• STATED PROBLEM: Put the lines below into a numbered list, leaving out any blank lines.

• EXTRACTED MATERIAL:

* BEGIN *

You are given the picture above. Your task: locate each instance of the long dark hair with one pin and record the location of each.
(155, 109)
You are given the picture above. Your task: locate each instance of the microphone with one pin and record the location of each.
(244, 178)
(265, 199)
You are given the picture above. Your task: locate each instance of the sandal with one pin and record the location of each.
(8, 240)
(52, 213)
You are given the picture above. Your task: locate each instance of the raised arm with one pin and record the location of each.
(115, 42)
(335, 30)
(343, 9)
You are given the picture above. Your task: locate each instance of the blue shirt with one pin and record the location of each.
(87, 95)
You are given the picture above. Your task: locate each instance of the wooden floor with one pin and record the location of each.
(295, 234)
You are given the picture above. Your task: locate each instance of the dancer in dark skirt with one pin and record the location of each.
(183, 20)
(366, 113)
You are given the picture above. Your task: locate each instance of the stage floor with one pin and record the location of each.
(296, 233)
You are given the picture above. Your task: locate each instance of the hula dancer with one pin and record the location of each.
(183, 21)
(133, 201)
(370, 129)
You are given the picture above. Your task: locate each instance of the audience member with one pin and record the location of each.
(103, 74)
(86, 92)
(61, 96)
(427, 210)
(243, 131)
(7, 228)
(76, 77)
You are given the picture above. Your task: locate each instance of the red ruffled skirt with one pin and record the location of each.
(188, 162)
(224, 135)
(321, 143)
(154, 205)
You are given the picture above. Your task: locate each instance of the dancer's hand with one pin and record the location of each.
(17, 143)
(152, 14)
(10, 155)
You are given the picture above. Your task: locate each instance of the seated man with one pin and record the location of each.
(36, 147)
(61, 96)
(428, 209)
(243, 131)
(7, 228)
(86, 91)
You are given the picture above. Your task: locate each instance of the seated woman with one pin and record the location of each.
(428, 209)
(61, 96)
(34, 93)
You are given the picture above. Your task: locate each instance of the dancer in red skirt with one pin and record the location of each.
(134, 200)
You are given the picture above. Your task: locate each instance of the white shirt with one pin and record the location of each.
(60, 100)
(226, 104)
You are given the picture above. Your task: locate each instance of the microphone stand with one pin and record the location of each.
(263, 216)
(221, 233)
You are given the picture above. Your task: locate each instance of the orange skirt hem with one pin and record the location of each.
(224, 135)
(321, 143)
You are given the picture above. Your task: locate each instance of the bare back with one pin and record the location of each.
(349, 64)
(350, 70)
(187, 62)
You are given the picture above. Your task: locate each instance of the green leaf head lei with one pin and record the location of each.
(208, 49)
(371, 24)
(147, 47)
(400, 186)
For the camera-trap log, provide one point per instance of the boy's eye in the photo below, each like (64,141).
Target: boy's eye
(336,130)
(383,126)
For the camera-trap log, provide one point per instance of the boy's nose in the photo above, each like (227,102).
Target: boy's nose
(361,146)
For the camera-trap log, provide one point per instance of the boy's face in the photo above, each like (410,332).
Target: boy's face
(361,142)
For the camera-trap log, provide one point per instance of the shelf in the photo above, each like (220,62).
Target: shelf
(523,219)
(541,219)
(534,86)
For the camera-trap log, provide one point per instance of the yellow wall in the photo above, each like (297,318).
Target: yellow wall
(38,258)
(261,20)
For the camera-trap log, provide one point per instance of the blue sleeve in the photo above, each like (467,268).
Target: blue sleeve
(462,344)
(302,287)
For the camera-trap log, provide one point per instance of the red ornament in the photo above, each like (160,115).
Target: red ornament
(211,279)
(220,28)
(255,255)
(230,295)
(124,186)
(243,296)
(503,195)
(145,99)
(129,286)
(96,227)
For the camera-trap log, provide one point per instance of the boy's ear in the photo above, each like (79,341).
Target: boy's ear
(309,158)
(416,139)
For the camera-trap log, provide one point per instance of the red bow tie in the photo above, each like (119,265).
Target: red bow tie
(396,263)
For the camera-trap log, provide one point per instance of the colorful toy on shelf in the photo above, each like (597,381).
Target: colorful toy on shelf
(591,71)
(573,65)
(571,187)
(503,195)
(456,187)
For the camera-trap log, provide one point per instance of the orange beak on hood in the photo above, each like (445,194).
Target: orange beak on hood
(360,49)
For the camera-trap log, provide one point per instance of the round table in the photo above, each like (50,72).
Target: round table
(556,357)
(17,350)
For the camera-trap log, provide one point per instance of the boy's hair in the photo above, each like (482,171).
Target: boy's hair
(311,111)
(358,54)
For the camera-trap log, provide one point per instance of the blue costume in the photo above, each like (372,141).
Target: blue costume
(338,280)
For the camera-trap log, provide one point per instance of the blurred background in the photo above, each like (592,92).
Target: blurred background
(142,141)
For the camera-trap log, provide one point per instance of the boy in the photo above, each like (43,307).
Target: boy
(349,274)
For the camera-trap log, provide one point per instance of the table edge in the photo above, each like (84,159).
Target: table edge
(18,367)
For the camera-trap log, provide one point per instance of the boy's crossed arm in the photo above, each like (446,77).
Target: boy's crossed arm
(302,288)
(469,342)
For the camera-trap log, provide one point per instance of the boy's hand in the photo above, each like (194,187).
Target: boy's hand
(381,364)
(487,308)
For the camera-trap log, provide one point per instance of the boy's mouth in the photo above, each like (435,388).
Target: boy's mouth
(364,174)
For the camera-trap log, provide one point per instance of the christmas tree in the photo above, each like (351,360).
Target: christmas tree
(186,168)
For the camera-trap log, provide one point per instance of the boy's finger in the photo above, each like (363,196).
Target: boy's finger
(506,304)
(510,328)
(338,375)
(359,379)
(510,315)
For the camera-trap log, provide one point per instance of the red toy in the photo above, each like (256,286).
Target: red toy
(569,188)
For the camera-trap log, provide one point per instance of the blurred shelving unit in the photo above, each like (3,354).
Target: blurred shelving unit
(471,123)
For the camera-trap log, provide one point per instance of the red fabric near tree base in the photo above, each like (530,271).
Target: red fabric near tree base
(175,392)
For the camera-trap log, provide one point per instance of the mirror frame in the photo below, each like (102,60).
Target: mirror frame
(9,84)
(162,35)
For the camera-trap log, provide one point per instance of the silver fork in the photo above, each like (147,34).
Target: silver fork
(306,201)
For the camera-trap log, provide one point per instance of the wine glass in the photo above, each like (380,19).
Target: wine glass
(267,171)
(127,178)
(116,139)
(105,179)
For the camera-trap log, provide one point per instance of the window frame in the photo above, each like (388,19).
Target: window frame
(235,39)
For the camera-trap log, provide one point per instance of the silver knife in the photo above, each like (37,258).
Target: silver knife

* END *

• SOLUTION TO THIS TASK:
1. You are given the picture above. Your task: locate each instance of the long dark hair with one pin and record the location of each.
2. (155, 109)
3. You are given the picture above. Your task: locate each instance of the microphone with one pin and record the location of each.
4. (244, 178)
5. (265, 199)
6. You are given the picture above. Your task: locate each instance of the sandal with one pin and record the location of each.
7. (8, 240)
8. (52, 213)
9. You are given the picture above. Your task: locate each instance of the raised arm with one pin and record the location of each.
10. (115, 42)
11. (335, 30)
12. (343, 9)
13. You are given the picture above. Your task: locate each instance of the blue shirt with one pin and record the location of each.
14. (87, 95)
15. You are given the picture above. Your task: locate each instance of the wooden floor with one pin and record the location of each.
16. (295, 234)
17. You are given the picture above. Your task: locate each instance of the dancer in dark skirt with one pin and record the location of each.
18. (183, 20)
19. (366, 113)
20. You are given the picture above. Your task: locate each instance of the stage floor with one pin and record the location of each.
21. (296, 233)
22. You are given the picture above. Your task: locate each instance of the hula dancer with one pin and record the location of each.
23. (183, 21)
24. (133, 201)
25. (370, 129)
26. You are given the picture above. Your task: locate each instance of the audience member with one pin and record the location of each.
27. (103, 74)
28. (86, 92)
29. (61, 96)
30. (427, 210)
31. (243, 131)
32. (7, 228)
33. (76, 77)
34. You are given the picture above. Your task: locate each instance of the red ruffled skirt with one pin and record the location of each.
35. (188, 162)
36. (224, 135)
37. (321, 143)
38. (154, 205)
39. You are given the picture above. Your task: locate each instance of the dancer's hand with one pin and record the location of each.
40. (17, 143)
41. (152, 14)
42. (10, 155)
43. You are given the picture above. Your task: locate each instance of the seated man with one pin and record the location of each.
44. (36, 147)
45. (61, 96)
46. (428, 209)
47. (243, 131)
48. (7, 228)
49. (86, 91)
50. You are given the picture above. Your task: locate each instance of the seated woman with one pin and record the location of each.
51. (428, 209)
52. (61, 96)
53. (34, 93)
54. You are given the picture above. Your task: locate each instance of the dancer in red skirt with one pin and record the location of each.
55. (134, 200)
56. You are given the picture above. Your task: locate each instance of the white shirt with one pin and record the location of each.
57. (60, 100)
58. (226, 104)
59. You are given the picture above. Your task: locate each instance of the microphone stand with one pin and record the location of each.
60. (263, 216)
61. (221, 233)
62. You are given the picture above. Your task: locate each instance of the orange skirt hem with one pin and record the location of each.
63. (224, 135)
64. (321, 143)
65. You are given the picture above. Your task: locate each instance of the bare back with one pin and record the location of each.
66. (349, 64)
67. (350, 70)
68. (187, 62)
69. You are given the picture above. Your task: locate each instance of the green leaf head lei with one pin and record the location of each.
70. (208, 49)
71. (371, 24)
72. (147, 47)
73. (400, 186)
74. For the camera-trap log, provide one point per instance of the boy's eye in the photo below, each like (64,141).
75. Target: boy's eye
76. (336,130)
77. (383,126)
78. For the camera-trap log, provide one point per instance of the boy's nose in the photo above, each like (227,102).
79. Target: boy's nose
80. (361,146)
81. For the camera-trap log, provide one point per instance of the boy's face in the photo above, each like (410,332).
82. Target: boy's face
83. (361,142)
84. For the camera-trap log, provide one point per instance of the shelf in the photo above, each like (220,62).
85. Target: shelf
86. (523,219)
87. (541,219)
88. (534,86)
89. For the camera-trap log, provide one point per instance of the yellow wall in the photo above, each like (297,318).
90. Target: yellow wall
91. (38,258)
92. (261,20)
93. For the camera-trap log, provide one point per instance of the blue sleeve in the photo above, each like (467,268).
94. Target: blue sleeve
95. (462,344)
96. (302,287)
97. For the camera-trap log, provide one point per instance of the red ornament in the photo above, each like (160,115).
98. Target: red ornament
99. (211,279)
100. (220,28)
101. (255,255)
102. (230,295)
103. (124,186)
104. (243,296)
105. (503,195)
106. (145,99)
107. (129,286)
108. (96,227)
109. For the camera-trap log, provide one point per instance of the boy's ear in the photo above, each like (79,341).
110. Target: boy's ear
111. (309,158)
112. (416,139)
113. For the camera-trap log, provide one point per instance of the red bow tie in the photo above, each like (119,265).
114. Target: red bow tie
115. (396,263)
116. For the camera-trap log, provide one point per instance of the colorful toy on shelf in the photo above, each like (597,381).
117. Target: colorful toy on shelf
118. (591,71)
119. (573,65)
120. (571,187)
121. (503,195)
122. (456,187)
123. For the camera-trap log, provide one point per instance of the orange beak on hood in the photo above, each like (445,194).
124. Target: orange beak on hood
125. (360,49)
126. For the camera-trap log, provide one point per instance of the round table in the photo above, each like (50,72).
127. Target: round table
128. (556,357)
129. (17,350)
130. For the camera-trap log, provide one point per instance of the boy's hair in the photo above, each like (482,171).
131. Target: boy's hair
132. (311,111)
133. (358,54)
134. For the camera-trap log, provide one point per instance of the blue costume in the photo above, each like (372,141).
135. Target: blue costume
136. (338,280)
137. For the camera-trap log, provide one point per instance of the blurred background in the photo above, each like (592,92).
138. Target: blurred background
139. (142,141)
140. For the camera-trap log, provide one point per instance of the boy in the photo above, each like (43,307).
141. Target: boy
142. (349,274)
143. For the camera-trap log, provide one point per instance of the table edge in the photo above, each like (84,159).
144. Target: table edge
145. (18,367)
146. For the camera-trap log, provide one point per instance of the boy's crossed arm in the photo above, each like (446,77).
147. Target: boy's crossed arm
148. (302,288)
149. (469,342)
150. For the camera-trap log, provide one point per instance of the boy's hand in the photo above, each like (194,187).
151. Target: boy's hand
152. (381,364)
153. (487,308)
154. For the camera-trap log, provide one point per instance of the boy's mouth in the photo above, each like (435,388).
155. Target: boy's mouth
156. (364,174)
157. For the camera-trap log, provide one point per instance of the christmas tree in the photo above, each like (351,360).
158. Target: christmas tree
159. (186,168)
160. For the camera-trap log, provide one point per instance of the boy's finger in the photo above, each like (363,196).
161. Target: boy's finger
162. (506,304)
163. (510,328)
164. (338,375)
165. (359,379)
166. (510,315)
167. For the camera-trap log, provide one point per instance of the red toy in the photo above, each like (256,286).
168. Target: red toy
169. (569,188)
170. For the camera-trap log, provide one point per instance of the blurred shelving unit in the photo above, each like (3,354).
171. Target: blurred shelving unit
172. (471,123)
173. For the camera-trap log, provide one point per instance of the red fabric near tree base in the photo above, each like (530,271).
174. Target: red fabric near tree base
175. (175,392)
176. For the camera-trap log, provide one point per instance of the mirror frame in the photo below, each like (102,60).
177. Target: mirror frame
178. (9,84)
179. (162,35)
180. For the camera-trap log, provide one point per instance of the silver fork in the photo above, each like (147,34).
181. Target: silver fork
182. (306,201)
183. For the camera-trap log, provide one point per instance of the wine glass in the photo above, each like (380,19).
184. Target: wine glass
185. (267,171)
186. (127,178)
187. (116,139)
188. (105,179)
189. For the camera-trap log, provide one point per instance of the window frame in the photo above, each like (388,19).
190. Target: window frame
191. (235,39)
192. For the camera-trap log, provide one point per instance of the silver knife in the photo above, each like (37,258).
193. Target: silver knife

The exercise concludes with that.